*Activity*. Every record must be retyped exactly as it reads.
++++++++++++++++++++
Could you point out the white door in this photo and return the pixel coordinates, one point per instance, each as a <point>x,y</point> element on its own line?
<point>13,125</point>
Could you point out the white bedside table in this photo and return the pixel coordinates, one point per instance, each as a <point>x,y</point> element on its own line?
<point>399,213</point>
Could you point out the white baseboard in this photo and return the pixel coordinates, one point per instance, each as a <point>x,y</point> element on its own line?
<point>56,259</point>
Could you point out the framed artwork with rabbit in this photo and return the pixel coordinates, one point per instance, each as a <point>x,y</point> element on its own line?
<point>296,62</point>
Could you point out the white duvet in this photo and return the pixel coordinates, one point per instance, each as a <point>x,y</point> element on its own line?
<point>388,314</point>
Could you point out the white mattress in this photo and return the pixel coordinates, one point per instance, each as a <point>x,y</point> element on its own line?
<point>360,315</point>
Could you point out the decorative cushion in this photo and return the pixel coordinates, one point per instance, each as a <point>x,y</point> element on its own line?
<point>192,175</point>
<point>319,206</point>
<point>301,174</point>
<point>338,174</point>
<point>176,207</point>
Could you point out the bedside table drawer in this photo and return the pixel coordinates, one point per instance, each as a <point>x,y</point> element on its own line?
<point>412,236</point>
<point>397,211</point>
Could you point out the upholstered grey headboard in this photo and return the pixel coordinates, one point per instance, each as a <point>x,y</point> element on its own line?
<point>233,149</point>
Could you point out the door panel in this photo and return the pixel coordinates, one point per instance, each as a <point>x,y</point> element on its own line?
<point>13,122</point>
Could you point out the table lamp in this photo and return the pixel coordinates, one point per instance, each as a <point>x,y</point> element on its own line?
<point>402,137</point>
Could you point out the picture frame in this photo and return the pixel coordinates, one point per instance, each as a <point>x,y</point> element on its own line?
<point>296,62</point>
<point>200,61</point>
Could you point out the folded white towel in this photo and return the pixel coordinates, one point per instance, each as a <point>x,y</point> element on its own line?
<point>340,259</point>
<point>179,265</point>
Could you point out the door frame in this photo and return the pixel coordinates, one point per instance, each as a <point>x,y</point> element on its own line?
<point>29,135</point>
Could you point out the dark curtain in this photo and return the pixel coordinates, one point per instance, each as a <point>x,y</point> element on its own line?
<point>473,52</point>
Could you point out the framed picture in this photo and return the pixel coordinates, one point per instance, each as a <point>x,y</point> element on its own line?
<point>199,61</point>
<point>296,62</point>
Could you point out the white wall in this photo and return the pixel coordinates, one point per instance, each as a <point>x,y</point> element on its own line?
++++++++++++++++++++
*Completed exercise*.
Could you point out the white door in this photo and return the pixel coordinates, one point per instance, each as a <point>x,y</point> element on its own line?
<point>13,125</point>
Could you point out the white bedside table in this photo and return the pixel coordinates, one point per instance, each as a <point>x,y</point> element on its own line?
<point>399,213</point>
Could you point out the white baseboard in this photo and return the pixel coordinates, one point per instance, each as a <point>x,y</point> element on its own line?
<point>56,259</point>
Could you point out the framed artwork with rabbit in this photo and return the pixel coordinates, one point per instance, each as a <point>x,y</point> element on its own line?
<point>296,62</point>
Could you point out the white duvet in this photo and return the pixel coordinates, one point per instance, each as a <point>x,y</point> element on its own line?
<point>388,314</point>
Could you point out the white mattress in this photo and return the pixel coordinates, one point per instance, each as a <point>x,y</point> element on its own line?
<point>360,315</point>
Could you point out the decorative cushion in this photo and return the pixel coordinates, one point per instance, each as a <point>x,y</point> element on its own line?
<point>192,175</point>
<point>319,206</point>
<point>301,174</point>
<point>338,174</point>
<point>176,207</point>
Could you point out the bedside table drawer in this photo and return the pixel coordinates, one point per instance, each as a <point>x,y</point> element on its own line?
<point>412,236</point>
<point>397,211</point>
Could you point out the upholstered grey headboard in this photo and return the pixel coordinates, one point per instance, each as a <point>x,y</point> element on its own line?
<point>233,149</point>
Could you point out the door panel in this photo and return the pixel coordinates, one point per instance, each as a <point>x,y</point> element on its own line?
<point>13,122</point>
Could you point out the table lamp in this photo and return the pixel coordinates, one point per instance, each as a <point>x,y</point> element on its own line?
<point>402,137</point>
Could you point out the picture frame in this photo and return the pixel coordinates, one point per instance, each as a <point>x,y</point> element on its own line?
<point>296,62</point>
<point>200,61</point>
Could you point out the folded white towel in this photo and return the pixel coordinates, one point per instance, each as a <point>x,y</point> element on its own line?
<point>340,259</point>
<point>179,265</point>
Could you point out the door frame in this photo and return the pixel coordinates, one point per instance, each as a <point>x,y</point> element on its own line?
<point>29,135</point>
Could you point out the dark curtain in this photo and return the pixel coordinates, one point per instance, each as a <point>x,y</point> element on its own line?
<point>473,52</point>
Could you point out the framed picture in this photo and return the pixel coordinates, one point per instance, each as a <point>x,y</point> element on its own line?
<point>199,61</point>
<point>296,62</point>
Could you point out the white wall in this photo and return the pixel coordinates, one point per instance, each as a <point>x,y</point> element on its own line?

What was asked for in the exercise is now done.